## DATA EXTRACT
★ ★ ★ ★ ★

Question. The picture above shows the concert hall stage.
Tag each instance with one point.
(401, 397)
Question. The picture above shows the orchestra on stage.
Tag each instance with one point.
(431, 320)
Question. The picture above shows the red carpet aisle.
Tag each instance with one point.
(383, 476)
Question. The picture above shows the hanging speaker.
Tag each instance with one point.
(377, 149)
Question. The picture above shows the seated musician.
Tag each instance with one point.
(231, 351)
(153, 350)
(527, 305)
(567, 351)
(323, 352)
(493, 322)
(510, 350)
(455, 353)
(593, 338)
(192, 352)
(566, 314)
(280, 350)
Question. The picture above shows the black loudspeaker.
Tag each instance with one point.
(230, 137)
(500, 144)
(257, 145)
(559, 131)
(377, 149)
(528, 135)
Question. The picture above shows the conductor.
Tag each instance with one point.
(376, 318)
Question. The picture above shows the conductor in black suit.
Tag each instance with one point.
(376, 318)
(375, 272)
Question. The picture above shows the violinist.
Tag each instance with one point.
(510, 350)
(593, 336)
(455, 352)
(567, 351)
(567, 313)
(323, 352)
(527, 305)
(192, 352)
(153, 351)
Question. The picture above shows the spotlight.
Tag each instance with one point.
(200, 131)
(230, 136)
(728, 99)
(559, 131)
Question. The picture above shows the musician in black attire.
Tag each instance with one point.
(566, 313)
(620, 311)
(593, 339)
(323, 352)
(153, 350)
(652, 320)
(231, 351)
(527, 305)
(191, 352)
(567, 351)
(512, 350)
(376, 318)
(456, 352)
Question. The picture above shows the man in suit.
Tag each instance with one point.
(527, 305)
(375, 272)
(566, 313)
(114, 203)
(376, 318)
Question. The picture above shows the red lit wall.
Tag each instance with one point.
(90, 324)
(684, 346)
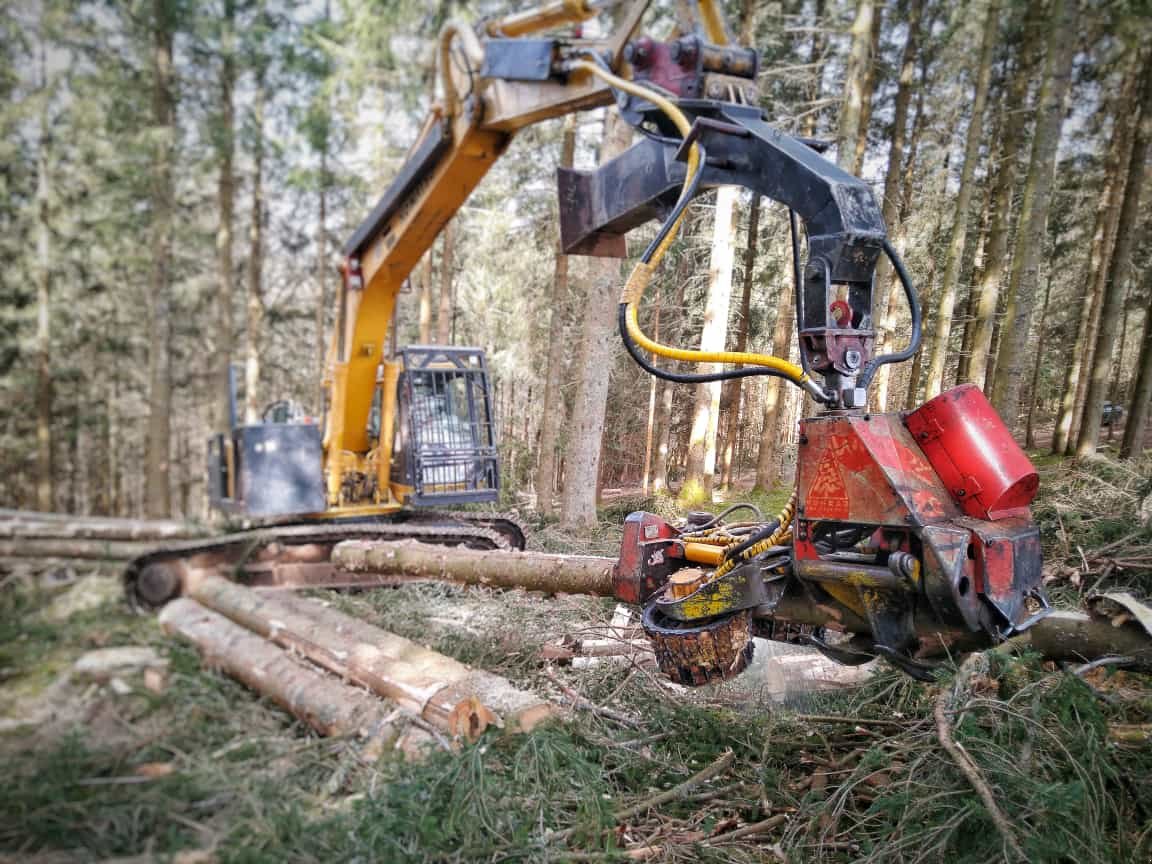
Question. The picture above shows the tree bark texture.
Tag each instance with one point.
(330, 706)
(1031, 233)
(553, 415)
(702, 444)
(947, 293)
(855, 77)
(1112, 298)
(598, 336)
(226, 206)
(732, 395)
(1132, 442)
(44, 388)
(254, 327)
(410, 560)
(1096, 268)
(157, 460)
(668, 393)
(886, 286)
(447, 277)
(1003, 188)
(442, 691)
(773, 392)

★ ★ ★ ★ ★

## EXERCISE DIRECTIONS
Verbatim reproduction of every record is required; images are left out.

## SOLVED EXERCISE
Question. The picture above shows the concert hall stage.
Tag each instance with one point.
(401, 397)
Question. The picture above shows the orchestra on stage.
Tag each instance with one point.
(431, 320)
Question. The picture above shows the red carpet aisle.
Tag each instance with one point.
(383, 476)
Question. The picture above shows the hanging speaker.
Tag each instance with one point.
(377, 149)
Question. The picture above shows the seated musician.
Tag each instance with one point.
(231, 351)
(153, 350)
(527, 305)
(567, 351)
(323, 352)
(493, 322)
(510, 350)
(455, 353)
(593, 338)
(192, 352)
(566, 314)
(280, 350)
Question. The picture above shows the black loudspeaker.
Tag each instance with one point.
(230, 137)
(500, 144)
(257, 145)
(559, 131)
(377, 149)
(528, 135)
Question. The picture above shows the conductor.
Tag each instance with one point.
(376, 318)
Question. The picture above shows the conductor in black suit.
Tag each instance with one point.
(376, 318)
(375, 272)
Question. The picture above shows the violinist.
Tag each instance with one point.
(510, 350)
(593, 336)
(455, 352)
(567, 351)
(567, 313)
(323, 352)
(527, 305)
(192, 352)
(153, 351)
Question. The picture above shows the spotlight.
Tag each instance with one point.
(200, 131)
(230, 136)
(728, 99)
(559, 131)
Question. The picture above shows the musician in black attire.
Tag each instance with one point.
(566, 313)
(620, 311)
(593, 339)
(323, 352)
(153, 350)
(652, 320)
(231, 351)
(527, 305)
(191, 352)
(567, 351)
(512, 350)
(376, 318)
(456, 352)
Question. The picture above shows the man in suit.
Tag each instance with one point.
(527, 305)
(375, 272)
(566, 313)
(114, 203)
(376, 318)
Question. The picture above shows the red lit wall.
Tag each instance with one point.
(90, 324)
(684, 346)
Question. The picture above shows the tree bark texture.
Tag each instance with one point.
(330, 706)
(1031, 233)
(553, 415)
(702, 444)
(947, 293)
(855, 77)
(1112, 298)
(598, 336)
(226, 206)
(732, 395)
(1132, 442)
(44, 388)
(254, 327)
(410, 560)
(1096, 268)
(157, 460)
(668, 393)
(886, 286)
(447, 277)
(1003, 188)
(442, 691)
(773, 392)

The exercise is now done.